## EXERCISE DETAILS
Render every line of the listing below as a Markdown table with two columns, No. and Entry, numbering each line in order and omitting blank lines.

Data items
___

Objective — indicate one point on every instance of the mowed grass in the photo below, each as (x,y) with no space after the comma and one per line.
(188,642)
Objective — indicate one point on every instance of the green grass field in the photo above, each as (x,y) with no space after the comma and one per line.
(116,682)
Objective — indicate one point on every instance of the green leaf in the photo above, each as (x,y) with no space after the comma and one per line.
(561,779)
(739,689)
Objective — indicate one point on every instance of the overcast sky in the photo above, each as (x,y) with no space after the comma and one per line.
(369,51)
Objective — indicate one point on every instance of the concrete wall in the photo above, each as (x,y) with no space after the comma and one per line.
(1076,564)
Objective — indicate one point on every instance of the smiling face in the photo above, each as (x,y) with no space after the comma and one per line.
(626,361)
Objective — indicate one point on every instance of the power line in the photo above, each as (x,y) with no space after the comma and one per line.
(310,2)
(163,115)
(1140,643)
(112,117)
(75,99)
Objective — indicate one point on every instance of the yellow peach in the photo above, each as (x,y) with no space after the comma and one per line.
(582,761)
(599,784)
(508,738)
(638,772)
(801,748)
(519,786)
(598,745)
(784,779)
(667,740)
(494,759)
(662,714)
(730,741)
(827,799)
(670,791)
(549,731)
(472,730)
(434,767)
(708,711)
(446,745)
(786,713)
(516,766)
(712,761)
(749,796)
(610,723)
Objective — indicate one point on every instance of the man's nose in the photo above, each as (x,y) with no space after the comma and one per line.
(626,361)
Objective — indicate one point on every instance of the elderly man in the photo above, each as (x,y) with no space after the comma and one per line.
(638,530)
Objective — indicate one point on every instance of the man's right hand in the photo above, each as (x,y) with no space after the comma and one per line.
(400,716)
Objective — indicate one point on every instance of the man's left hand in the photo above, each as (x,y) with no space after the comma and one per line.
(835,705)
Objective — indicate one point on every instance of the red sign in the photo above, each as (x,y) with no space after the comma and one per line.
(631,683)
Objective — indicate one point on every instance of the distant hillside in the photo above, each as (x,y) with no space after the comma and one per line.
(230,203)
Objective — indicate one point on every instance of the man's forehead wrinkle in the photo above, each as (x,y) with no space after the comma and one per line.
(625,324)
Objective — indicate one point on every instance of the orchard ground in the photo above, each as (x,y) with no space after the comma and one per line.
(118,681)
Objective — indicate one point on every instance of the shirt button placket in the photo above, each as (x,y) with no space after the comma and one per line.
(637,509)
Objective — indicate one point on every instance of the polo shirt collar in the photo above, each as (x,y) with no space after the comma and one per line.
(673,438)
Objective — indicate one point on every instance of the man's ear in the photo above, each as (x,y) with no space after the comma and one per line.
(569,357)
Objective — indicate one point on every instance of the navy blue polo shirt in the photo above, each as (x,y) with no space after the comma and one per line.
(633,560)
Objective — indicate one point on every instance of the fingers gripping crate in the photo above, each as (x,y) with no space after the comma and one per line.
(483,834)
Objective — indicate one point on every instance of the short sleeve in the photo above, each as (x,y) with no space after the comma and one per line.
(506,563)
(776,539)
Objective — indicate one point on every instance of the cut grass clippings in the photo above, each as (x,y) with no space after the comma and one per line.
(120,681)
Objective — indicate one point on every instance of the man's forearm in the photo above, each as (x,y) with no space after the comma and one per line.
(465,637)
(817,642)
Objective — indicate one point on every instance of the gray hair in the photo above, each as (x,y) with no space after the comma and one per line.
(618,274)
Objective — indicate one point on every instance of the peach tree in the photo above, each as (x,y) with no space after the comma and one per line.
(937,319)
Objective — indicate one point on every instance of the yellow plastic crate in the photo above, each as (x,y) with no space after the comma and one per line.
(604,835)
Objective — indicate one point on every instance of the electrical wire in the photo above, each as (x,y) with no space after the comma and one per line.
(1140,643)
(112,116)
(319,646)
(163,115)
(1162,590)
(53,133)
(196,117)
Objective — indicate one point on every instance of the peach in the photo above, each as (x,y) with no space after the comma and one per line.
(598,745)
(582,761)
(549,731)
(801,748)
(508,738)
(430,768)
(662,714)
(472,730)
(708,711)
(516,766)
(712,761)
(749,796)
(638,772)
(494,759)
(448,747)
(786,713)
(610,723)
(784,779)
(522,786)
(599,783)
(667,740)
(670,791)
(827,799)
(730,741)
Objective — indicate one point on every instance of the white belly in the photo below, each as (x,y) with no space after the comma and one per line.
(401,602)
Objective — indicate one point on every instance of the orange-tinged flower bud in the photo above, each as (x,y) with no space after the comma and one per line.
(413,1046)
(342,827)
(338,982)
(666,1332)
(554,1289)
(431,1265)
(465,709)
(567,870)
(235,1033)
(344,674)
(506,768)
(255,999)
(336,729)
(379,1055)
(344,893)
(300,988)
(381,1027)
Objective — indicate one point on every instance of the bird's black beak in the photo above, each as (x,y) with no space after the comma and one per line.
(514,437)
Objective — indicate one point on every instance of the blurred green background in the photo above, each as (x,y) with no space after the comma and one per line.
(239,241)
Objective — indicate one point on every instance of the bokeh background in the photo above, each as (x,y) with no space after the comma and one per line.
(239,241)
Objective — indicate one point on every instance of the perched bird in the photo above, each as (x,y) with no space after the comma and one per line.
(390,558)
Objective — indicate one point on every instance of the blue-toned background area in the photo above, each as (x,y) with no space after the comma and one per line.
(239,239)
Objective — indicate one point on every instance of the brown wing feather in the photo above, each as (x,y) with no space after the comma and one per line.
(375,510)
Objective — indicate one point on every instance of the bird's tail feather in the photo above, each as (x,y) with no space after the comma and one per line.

___

## COMPLETED TASK
| No. | Entry |
|---|---|
| 1 | Objective — indicate one point on every instance of the mowed grass in the photo below, each as (x,y) with no space after the comma and one per line. |
| 2 | (188,642) |
| 3 | Objective — indicate one point on every instance of the green grass field in the photo above, each as (x,y) with no space after the comma and one per line. |
| 4 | (116,682) |
| 5 | Objective — indicate one point on every instance of the green leaf in the photo above, each as (x,y) with no space after the comma and one per line. |
| 6 | (561,779) |
| 7 | (739,689) |
| 8 | Objective — indicate one point on every instance of the overcast sky in the photo above, each as (x,y) with no space after the comma and one per line. |
| 9 | (369,51) |
| 10 | Objective — indicate one point on every instance of the concrete wall in the photo above, each as (x,y) with no space after the comma and one per line. |
| 11 | (1076,564) |
| 12 | Objective — indicate one point on every instance of the smiling face in the photo above, each as (x,y) with no space after the comma and one per line. |
| 13 | (626,361) |
| 14 | Objective — indicate one point on every instance of the power line in the photo above, each as (x,y) with no space after the comma and one per line. |
| 15 | (310,2) |
| 16 | (163,115) |
| 17 | (1140,643) |
| 18 | (112,117) |
| 19 | (75,99) |
| 20 | Objective — indicate one point on every instance of the yellow peach in the photo above, each as (x,y) with no space after the comma and one per line. |
| 21 | (582,761) |
| 22 | (599,784) |
| 23 | (508,738) |
| 24 | (638,772) |
| 25 | (801,748) |
| 26 | (519,786) |
| 27 | (598,745) |
| 28 | (784,779) |
| 29 | (667,740) |
| 30 | (494,759) |
| 31 | (662,714) |
| 32 | (730,741) |
| 33 | (827,799) |
| 34 | (670,791) |
| 35 | (549,731) |
| 36 | (472,730) |
| 37 | (434,767) |
| 38 | (708,711) |
| 39 | (446,745) |
| 40 | (786,713) |
| 41 | (516,766) |
| 42 | (712,761) |
| 43 | (749,796) |
| 44 | (610,723) |
| 45 | Objective — indicate one point on every instance of the man's nose in the photo above, each as (x,y) with no space after the comma and one per line. |
| 46 | (626,361) |
| 47 | Objective — indicate one point on every instance of the elderly man in the photo above, each as (x,y) with no space after the comma and one per line. |
| 48 | (638,530) |
| 49 | Objective — indicate one point on every instance of the man's right hand in the photo above, each as (x,y) with no space after the comma and one per line. |
| 50 | (400,716) |
| 51 | Objective — indicate one point on every instance of the man's left hand in the photo above, each as (x,y) with no space after the comma and one per line. |
| 52 | (835,705) |
| 53 | Objective — indicate one point on every instance of the red sign in the photo above, each as (x,y) with no space after the comma and one per line. |
| 54 | (631,683) |
| 55 | Objective — indicate one point on every instance of the distant hillside in the photo above, each as (x,y) with no space after the comma and one per line. |
| 56 | (230,203) |
| 57 | Objective — indicate one point on every instance of the man's forehead wrinkle in the photo above, each as (x,y) with no space after the comma and one per line. |
| 58 | (625,324) |
| 59 | Objective — indicate one point on every instance of the orchard ground in the photo above, each as (x,y) with no space after the comma and one per line. |
| 60 | (118,681) |
| 61 | Objective — indicate one point on every instance of the shirt button placket in the photo above, each as (x,y) with no space after the comma and one per line. |
| 62 | (637,509) |
| 63 | Objective — indicate one point on every instance of the polo shirt collar in the photo above, each as (x,y) with no space after the comma and one per line. |
| 64 | (673,438) |
| 65 | Objective — indicate one point on every instance of the man's ear in the photo above, each as (x,y) with no space after the comma and one per line. |
| 66 | (569,357) |
| 67 | Objective — indicate one point on every instance of the navy blue polo shirt in the photo above, each as (x,y) with no space after the comma and one per line. |
| 68 | (633,560) |
| 69 | Objective — indicate one point on every instance of the fingers gripping crate in the photo above, each as (x,y) with no space after the comma and one per line. |
| 70 | (483,834) |
| 71 | Objective — indicate one point on every instance of the short sleeve in the photo above, each as (x,y) with no space after the comma and one per line. |
| 72 | (506,563) |
| 73 | (776,539) |
| 74 | Objective — indicate one point on every instance of the cut grass clippings in the photo above, each as (x,y) with no space after the comma and one per line. |
| 75 | (120,681) |
| 76 | Objective — indicate one point on every instance of the man's forearm in the photo above, each as (x,y) with no space after the comma and one per line. |
| 77 | (465,637) |
| 78 | (817,642) |
| 79 | Objective — indicate one point on every instance of the gray hair in the photo above, each as (x,y) with no space after the comma and one per line. |
| 80 | (618,274) |
| 81 | Objective — indicate one point on every instance of the peach tree in the photo above, each as (x,y) with no space after the comma and one per line. |
| 82 | (937,319) |
| 83 | Objective — indicate one point on every instance of the yellow plastic crate in the photo above, each as (x,y) with no space after the comma and one per line. |
| 84 | (604,835) |
| 85 | Objective — indicate one point on every instance of the electrical wire in the photo above, each as (x,y) with no space after the comma and one per line. |
| 86 | (1140,643) |
| 87 | (112,116) |
| 88 | (319,646) |
| 89 | (163,115) |
| 90 | (1162,590) |
| 91 | (53,133) |
| 92 | (196,117) |
| 93 | Objective — indicate one point on every instance of the peach in the photo above, each as (x,y) with no space after the comma and one per line. |
| 94 | (598,745) |
| 95 | (582,761) |
| 96 | (549,731) |
| 97 | (801,748) |
| 98 | (508,738) |
| 99 | (430,768) |
| 100 | (662,714) |
| 101 | (472,730) |
| 102 | (708,711) |
| 103 | (516,766) |
| 104 | (712,761) |
| 105 | (749,796) |
| 106 | (638,772) |
| 107 | (494,759) |
| 108 | (448,747) |
| 109 | (786,713) |
| 110 | (610,723) |
| 111 | (784,779) |
| 112 | (522,786) |
| 113 | (599,783) |
| 114 | (667,740) |
| 115 | (670,791) |
| 116 | (827,799) |
| 117 | (730,741) |
| 118 | Objective — indicate one point on every instance of the white belly in the photo below, each as (x,y) with no space after the comma and one per line. |
| 119 | (401,602) |
| 120 | Objective — indicate one point on every instance of the orange-tinged flower bud in the photo above, each as (x,y) with no space after the comma and one per line. |
| 121 | (413,1046) |
| 122 | (342,827) |
| 123 | (338,982) |
| 124 | (666,1332) |
| 125 | (554,1289) |
| 126 | (431,1265) |
| 127 | (465,709) |
| 128 | (567,870) |
| 129 | (235,1033) |
| 130 | (344,674) |
| 131 | (506,768) |
| 132 | (255,999) |
| 133 | (336,729) |
| 134 | (379,1055) |
| 135 | (344,893) |
| 136 | (300,988) |
| 137 | (381,1027) |
| 138 | Objective — indicate one point on every instance of the bird's black beak in the photo above, each as (x,y) with no space after the comma and one per line. |
| 139 | (514,437) |
| 140 | Objective — indicate one point on every instance of the blurred green background in the photo above, each as (x,y) with no space after the comma and one per line. |
| 141 | (239,241) |
| 142 | Objective — indicate one point on every instance of the bokeh background in the photo above, each as (x,y) with no space after the comma and one per line. |
| 143 | (239,241) |
| 144 | Objective — indicate one point on every instance of the perched bird in the photo above, each as (x,y) with no space after the comma and one per line. |
| 145 | (390,558) |
| 146 | Objective — indicate one point on every instance of the blue-toned background area in the photo above, each as (x,y) with no space after the comma and one per line. |
| 147 | (239,239) |
| 148 | Objective — indicate one point on every instance of the brown wing feather in the photo above, each as (x,y) with no space after the comma and one per line. |
| 149 | (375,510) |
| 150 | Objective — indicate one point on every instance of the bird's tail feather in the photo above, each as (x,y) with no space after the comma and one per line. |